• [ASSIGNMENT]: Retype all of the entries word for word.

[Opening MATERIAL SHOWN section]

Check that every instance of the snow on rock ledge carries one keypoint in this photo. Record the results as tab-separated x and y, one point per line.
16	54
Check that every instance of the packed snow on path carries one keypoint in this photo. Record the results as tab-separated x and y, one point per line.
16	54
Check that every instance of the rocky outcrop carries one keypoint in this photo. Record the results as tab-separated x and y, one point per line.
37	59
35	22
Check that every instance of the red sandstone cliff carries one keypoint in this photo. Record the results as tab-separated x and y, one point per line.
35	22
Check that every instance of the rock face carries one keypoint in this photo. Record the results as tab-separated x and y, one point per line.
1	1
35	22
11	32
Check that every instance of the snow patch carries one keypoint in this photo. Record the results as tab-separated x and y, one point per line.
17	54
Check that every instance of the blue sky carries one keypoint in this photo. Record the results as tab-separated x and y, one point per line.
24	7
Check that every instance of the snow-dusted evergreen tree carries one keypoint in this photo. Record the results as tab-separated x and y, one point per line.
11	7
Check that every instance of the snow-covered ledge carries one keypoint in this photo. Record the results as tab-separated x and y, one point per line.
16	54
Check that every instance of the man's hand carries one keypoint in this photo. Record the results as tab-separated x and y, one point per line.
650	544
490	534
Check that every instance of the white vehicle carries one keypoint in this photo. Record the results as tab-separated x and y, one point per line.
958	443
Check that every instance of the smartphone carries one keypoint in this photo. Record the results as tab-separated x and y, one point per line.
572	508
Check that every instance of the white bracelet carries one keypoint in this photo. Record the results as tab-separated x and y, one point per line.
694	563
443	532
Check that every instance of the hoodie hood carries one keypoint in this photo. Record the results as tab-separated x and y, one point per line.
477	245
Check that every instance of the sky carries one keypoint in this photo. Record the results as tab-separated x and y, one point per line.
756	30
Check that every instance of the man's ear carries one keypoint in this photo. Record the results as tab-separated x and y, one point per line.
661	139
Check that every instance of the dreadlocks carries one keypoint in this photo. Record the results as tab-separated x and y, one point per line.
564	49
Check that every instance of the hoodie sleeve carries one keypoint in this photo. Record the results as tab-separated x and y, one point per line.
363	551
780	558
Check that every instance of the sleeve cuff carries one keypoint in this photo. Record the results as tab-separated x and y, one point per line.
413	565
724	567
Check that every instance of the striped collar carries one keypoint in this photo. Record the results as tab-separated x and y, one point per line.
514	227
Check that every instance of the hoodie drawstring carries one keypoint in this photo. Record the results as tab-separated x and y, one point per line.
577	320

[Closing MATERIAL SHOWN section]

• [WRITTEN REPLY]:
Check that every instance of the snow on rock ledge carries one keypoint in this photo. Record the results as tab-separated x and y, one point per line.
16	54
Check that every instance of the packed snow on path carries one keypoint in this photo. Record the results as tab-separated x and y, one point per line.
16	54
Check that every instance of the rocky outcrop carries one keypoint in this photo. Record the results as tab-separated x and y, one point per line.
37	59
35	22
Check that every instance of the red sandstone cliff carries one keypoint in this photo. Record the results as tab-separated x and y, one point per line.
35	22
Check that every instance of the rock face carries one keypoint in this photo. Record the results as tab-separated x and y, one point per line.
1	1
35	22
11	32
Check that every instance of the snow patch carries one keypoint in this photo. Record the results as tab-separated x and y, one point per line.
17	54
Check that every instance of the blue sky carries one keypoint in this photo. Record the results as tab-separated x and y, one point per line.
24	7
Check that every instance of the snow-dusted evergreen tree carries one keypoint in this photo. Record the results as tab-separated x and y, one point per line.
11	7
Check that every instance of the snow-covered ledge carries one keypoint in this photo. Record the results as tab-separated x and y, one point per line.
16	54
Check that every instance of the man's hand carries one keypoint in this photo. Record the results as tab-separated x and y, one point per line.
650	544
490	534
Check that every instance of the white vehicle carries one keypoint in this photo. Record the results as tab-separated x and y, one point per line.
958	443
Check that every instance of the smartphone carries one keypoint in this photo. Record the results as tab-separated x and y, one point per line.
572	508
Check that every instance of the white bracelet carries one keypoint in this photo. Record the results as tab-separated x and y, one point per line.
694	563
443	532
Check that every instance of the hoodie hood carries one keypoint in this photo. Record the results as tab-separated x and y, one point per line.
477	245
Check that every instance of the sky carries one keypoint in this photo. Record the results as tab-separated x and y, one point per line.
756	30
Check that every instance of the man's ear carries one keypoint in this photo. Record the results as tab-separated x and y, one point per line.
661	139
Check that every instance of the dreadlocks carries one keypoint in this photo. Record the results as tab-separated x and y, one point per line.
564	49
Check that every instance of the hoodie sleeve carries one keypoint in this photo. Record the results as tab-separated x and y, one point per line.
363	551
780	558
Check that every instance of the sleeve cuff carries one keypoint in this photo. Record the results as tab-separated x and y, one point per line.
413	565
724	567
Check that every instance of the striped collar carries one keypoint in this photo. Record the results as tab-separated x and y, one point per line.
514	227
Check that every instance of the hoodie drawstring carries one keypoint in this photo. Record the results as tab-separated x and y, one point per line.
577	320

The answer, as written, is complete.